> **QUOTED PASSAGE**
>>>

# New Pm1236 Lathe



## tymcneer (Jun 28, 2016)

I placed my order for a PM1236, with the preferred equipment package and the Easson 8a DRO.

Now it is just a waiting game for the check to arrive and clear, and for the shipping company to deliver.

Accessories have begun arriving.  The headstock/gearbox oil is in, along with a live center (I do a lot of tubing work, and the one which comes with te machine is too small  ), and a bunch of BXA tool holders. Once the lathe is in place, I am going to ask a friend to print me some BXA tool holder racks which clip onto the back splash. The hope is to make this a more organized shop than the last one.

Here is to waiting and counting the days.

Ty


----------



## dlane (Jun 28, 2016)

Print bxa tool holder racks ?,


----------



## tymcneer (Jun 28, 2016)

http://www.thingiverse.com/thing:224932

I am not entirely sure this exact design will work, but I can always make modifications to the 3d model before 3d printing it.  

Ty


----------



## zmotorsports (Jun 28, 2016)

Congrats on the new lathe.  The toolholder rack was one of the first mods I made to my lathe.  I did not have one on my previous lathe and wanted things more readily available or handy on this one.

Mike.


----------



## tymcneer (Jun 28, 2016)

<<<

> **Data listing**
>>>

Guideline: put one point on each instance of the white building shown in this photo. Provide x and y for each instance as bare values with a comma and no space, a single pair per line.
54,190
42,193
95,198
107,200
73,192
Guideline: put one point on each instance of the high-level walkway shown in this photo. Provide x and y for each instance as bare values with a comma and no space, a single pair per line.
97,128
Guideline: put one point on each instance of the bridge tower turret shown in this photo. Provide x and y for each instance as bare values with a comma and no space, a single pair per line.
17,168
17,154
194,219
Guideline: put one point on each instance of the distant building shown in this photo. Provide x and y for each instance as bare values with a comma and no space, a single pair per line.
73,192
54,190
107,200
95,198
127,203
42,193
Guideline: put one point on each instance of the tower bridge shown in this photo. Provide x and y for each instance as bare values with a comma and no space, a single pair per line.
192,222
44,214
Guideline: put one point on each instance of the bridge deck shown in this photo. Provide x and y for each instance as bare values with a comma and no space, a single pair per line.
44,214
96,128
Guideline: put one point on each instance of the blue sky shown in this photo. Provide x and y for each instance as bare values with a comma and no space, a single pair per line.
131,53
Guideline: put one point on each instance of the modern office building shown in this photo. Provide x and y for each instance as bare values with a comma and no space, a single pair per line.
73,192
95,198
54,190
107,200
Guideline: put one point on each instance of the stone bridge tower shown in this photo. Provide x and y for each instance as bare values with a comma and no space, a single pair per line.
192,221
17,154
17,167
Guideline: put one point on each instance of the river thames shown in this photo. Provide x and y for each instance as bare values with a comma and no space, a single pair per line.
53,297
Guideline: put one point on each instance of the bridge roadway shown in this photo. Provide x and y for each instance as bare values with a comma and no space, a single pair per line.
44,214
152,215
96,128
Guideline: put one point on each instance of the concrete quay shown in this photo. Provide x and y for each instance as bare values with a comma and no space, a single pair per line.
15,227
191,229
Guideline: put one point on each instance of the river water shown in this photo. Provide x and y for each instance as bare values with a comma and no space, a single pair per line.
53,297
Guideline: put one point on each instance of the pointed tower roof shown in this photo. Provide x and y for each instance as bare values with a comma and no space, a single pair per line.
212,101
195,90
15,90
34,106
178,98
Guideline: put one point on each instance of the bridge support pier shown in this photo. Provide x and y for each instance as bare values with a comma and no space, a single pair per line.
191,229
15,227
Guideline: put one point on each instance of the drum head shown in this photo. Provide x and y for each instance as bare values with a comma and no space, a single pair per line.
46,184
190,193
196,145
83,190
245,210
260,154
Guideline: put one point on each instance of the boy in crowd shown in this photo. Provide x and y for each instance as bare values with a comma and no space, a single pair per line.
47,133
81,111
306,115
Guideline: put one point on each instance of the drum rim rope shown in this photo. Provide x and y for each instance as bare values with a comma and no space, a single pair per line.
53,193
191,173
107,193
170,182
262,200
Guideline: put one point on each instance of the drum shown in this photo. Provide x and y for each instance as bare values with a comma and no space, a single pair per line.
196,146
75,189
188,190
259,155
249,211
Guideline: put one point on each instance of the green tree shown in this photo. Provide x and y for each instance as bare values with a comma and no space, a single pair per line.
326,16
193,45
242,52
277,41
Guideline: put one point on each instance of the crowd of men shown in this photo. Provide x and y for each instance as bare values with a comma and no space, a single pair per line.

<<<

> **THE TASKS**
1 - Answer these questions from the lathe thread, giving each answer on its own line marked (a), (b) or (c).
(a) Which DRO did tymcneer order with the PM1236?
(b) Why did tymcneer get a separate live center instead of using the one that comes with the machine?
(c) According to zmotorsports, what was one of the first mods made to his lathe?
2 - Reproduce the passage of the lathe thread that begins at the words "I am not entirely" and ends after the words "on this one.".
The records have no role in this exercise.

> **RESPONSES**
1 -
(a) The Easson 8a DRO.
(b) tymcneer does a lot of tubing work, and the live center that comes with the machine is too small.
(c) The toolholder rack.

2 -
I am not entirely sure this exact design will work, but I can always make modifications to the 3d model before 3d printing it.  

Ty


----------



## zmotorsports (Jun 28, 2016)

Congrats on the new lathe.  The toolholder rack was one of the first mods I made to my lathe.  I did not have one on my previous lathe and wanted things more readily available or handy on this one.